+++ THE INPUT

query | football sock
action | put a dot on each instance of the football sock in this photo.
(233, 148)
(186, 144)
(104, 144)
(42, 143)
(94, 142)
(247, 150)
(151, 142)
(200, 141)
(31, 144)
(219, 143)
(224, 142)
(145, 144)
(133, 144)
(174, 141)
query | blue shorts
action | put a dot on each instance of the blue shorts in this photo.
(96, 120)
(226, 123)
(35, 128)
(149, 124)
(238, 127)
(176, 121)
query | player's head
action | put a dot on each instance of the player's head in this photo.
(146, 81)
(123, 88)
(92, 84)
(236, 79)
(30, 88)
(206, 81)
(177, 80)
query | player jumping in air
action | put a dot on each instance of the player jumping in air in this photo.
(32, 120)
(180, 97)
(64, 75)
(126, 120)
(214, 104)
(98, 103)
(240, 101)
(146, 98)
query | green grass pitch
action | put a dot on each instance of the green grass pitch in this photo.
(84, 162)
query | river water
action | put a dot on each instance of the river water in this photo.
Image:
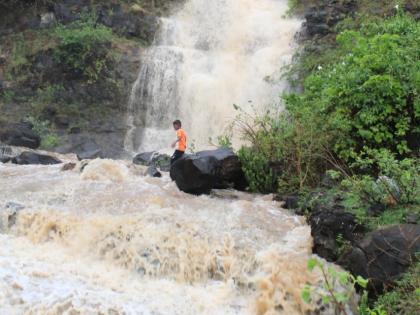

++++++

ABOUT THIS EXERCISE -> Type the entries above out again exactly, with no pictures.

EXERCISE RESULT ->
query | football sock
action | put a dot on each instance of the football sock in this photo.
(233, 148)
(186, 144)
(104, 144)
(42, 143)
(94, 142)
(247, 150)
(151, 142)
(200, 141)
(31, 144)
(219, 143)
(224, 142)
(145, 144)
(133, 144)
(174, 141)
query | blue shorts
action | put a dot on each instance of the blue shorts in this photo.
(96, 120)
(226, 123)
(35, 128)
(149, 124)
(238, 127)
(176, 121)
query | player's head
action | put a dot on each instance of the player's head in this photo.
(146, 81)
(123, 88)
(92, 84)
(236, 79)
(30, 88)
(206, 81)
(177, 80)
query | player jumping in air
action | put a dot on each instance of the player jumping in air in this photo.
(32, 120)
(180, 97)
(64, 75)
(126, 120)
(214, 104)
(98, 103)
(240, 101)
(146, 98)
query | green grass pitch
action | put a dot on each instance of the green grass pitch in this photo.
(84, 162)
query | river water
action | put a dot on each instance of the river water in this photo.
Image:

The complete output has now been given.